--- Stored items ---
|---|

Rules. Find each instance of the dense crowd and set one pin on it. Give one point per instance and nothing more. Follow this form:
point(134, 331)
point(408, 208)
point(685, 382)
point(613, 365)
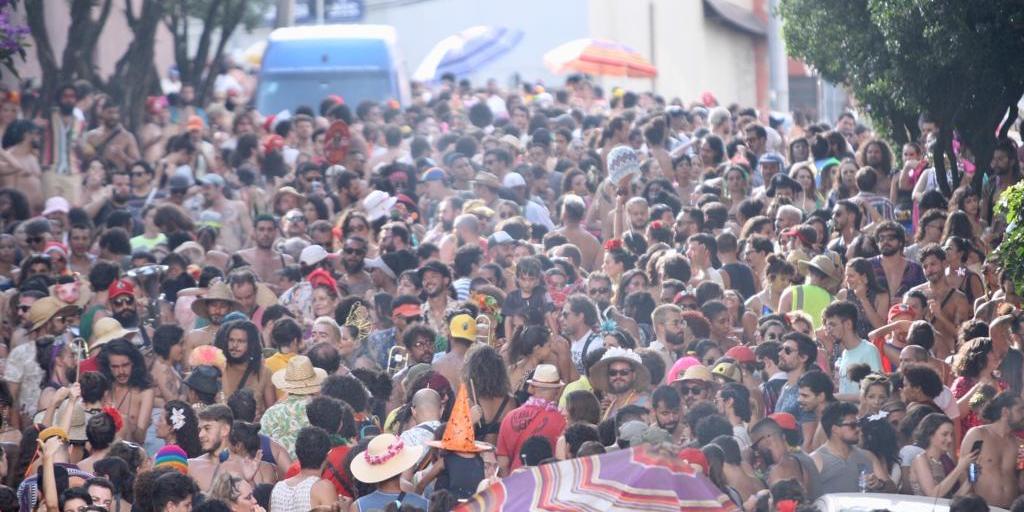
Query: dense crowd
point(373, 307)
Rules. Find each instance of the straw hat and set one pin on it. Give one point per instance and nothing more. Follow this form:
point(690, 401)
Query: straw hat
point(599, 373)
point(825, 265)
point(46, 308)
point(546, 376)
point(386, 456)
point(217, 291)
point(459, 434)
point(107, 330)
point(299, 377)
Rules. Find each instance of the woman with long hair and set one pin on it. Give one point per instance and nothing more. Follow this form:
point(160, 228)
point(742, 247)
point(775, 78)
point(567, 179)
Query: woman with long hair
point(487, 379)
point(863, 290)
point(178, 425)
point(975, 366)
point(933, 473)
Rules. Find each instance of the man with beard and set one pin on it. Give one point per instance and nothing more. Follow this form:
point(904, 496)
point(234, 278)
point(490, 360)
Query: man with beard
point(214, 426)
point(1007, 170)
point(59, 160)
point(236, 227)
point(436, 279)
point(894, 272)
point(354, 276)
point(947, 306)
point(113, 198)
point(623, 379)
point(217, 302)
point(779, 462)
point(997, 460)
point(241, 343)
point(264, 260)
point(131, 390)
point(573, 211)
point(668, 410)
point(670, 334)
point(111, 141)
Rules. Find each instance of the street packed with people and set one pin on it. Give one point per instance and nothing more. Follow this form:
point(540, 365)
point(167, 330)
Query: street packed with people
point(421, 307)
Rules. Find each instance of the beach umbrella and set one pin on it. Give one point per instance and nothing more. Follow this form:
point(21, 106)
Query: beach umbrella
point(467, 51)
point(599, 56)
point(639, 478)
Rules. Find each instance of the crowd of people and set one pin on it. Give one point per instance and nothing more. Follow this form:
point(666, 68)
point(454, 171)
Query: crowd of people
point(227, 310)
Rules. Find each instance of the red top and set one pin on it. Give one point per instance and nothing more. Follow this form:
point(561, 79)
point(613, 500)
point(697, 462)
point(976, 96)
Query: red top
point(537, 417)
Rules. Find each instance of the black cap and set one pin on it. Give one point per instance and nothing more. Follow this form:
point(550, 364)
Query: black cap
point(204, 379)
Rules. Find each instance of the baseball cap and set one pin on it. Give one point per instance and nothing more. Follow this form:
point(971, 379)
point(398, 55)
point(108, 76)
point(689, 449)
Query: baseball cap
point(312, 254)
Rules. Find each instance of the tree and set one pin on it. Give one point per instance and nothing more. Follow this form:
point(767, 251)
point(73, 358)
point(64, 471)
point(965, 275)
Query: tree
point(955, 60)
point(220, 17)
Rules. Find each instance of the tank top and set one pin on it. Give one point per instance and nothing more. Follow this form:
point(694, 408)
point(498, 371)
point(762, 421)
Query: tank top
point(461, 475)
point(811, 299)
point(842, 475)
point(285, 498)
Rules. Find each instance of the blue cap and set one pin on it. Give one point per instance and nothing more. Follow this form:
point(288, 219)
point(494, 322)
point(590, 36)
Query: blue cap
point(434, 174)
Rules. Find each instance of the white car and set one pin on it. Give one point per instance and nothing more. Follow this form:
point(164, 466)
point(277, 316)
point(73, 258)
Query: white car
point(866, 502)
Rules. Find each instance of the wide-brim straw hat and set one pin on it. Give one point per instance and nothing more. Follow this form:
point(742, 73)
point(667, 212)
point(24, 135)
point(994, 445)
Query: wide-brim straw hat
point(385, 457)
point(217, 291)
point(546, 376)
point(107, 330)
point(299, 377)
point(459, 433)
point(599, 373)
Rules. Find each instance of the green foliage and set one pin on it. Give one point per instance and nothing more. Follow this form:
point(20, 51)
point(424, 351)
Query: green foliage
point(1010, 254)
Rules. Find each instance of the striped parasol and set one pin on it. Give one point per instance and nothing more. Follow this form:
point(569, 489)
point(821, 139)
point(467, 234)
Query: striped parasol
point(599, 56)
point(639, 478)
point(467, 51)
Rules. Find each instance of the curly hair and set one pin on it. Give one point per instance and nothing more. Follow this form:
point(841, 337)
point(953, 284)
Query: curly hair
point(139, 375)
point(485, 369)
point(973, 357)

|---|

--- INSTRUCTIONS FOR THE TASK ---
Reproduce only the lines between the line containing "Rules. Find each instance of the blue" and the last line of the records, those two lines included, exactly.

--- EXERCISE SOLUTION ---
Rules. Find each instance of the blue cap and set one pin on it. Give one point per instance and nothing more. Follow this form:
point(288, 219)
point(494, 322)
point(590, 36)
Query: blue cap
point(434, 174)
Rules. Find each instance of the white car and set one pin on it. Give one point per instance and nothing more. Follow this form:
point(164, 466)
point(277, 316)
point(73, 258)
Query: white car
point(866, 502)
Rules. Find each instance of the wide-brim straw hat and set one pin on it. Give one point per instance and nothing more. Follow this form:
point(742, 73)
point(667, 212)
point(24, 135)
point(994, 445)
Query: wide-brim straw hat
point(385, 457)
point(217, 291)
point(546, 376)
point(107, 330)
point(299, 377)
point(459, 433)
point(599, 373)
Rules. Find each instance of the green foliage and set one pin on it. Give one point per instance and nothing more. Follow this form:
point(20, 51)
point(424, 351)
Query: green foliage
point(1010, 254)
Rules. Find each instance of the striped parasol and set one pin on it. Give one point per instance and nothing more. Follow this form:
point(569, 489)
point(821, 139)
point(467, 234)
Query: striped parasol
point(599, 56)
point(639, 478)
point(467, 51)
Rules. Find each instance of the curly hair and set one pin on it. Give one point per instance and nothing more. Follow this form:
point(841, 337)
point(953, 284)
Query: curly hair
point(139, 375)
point(485, 369)
point(973, 357)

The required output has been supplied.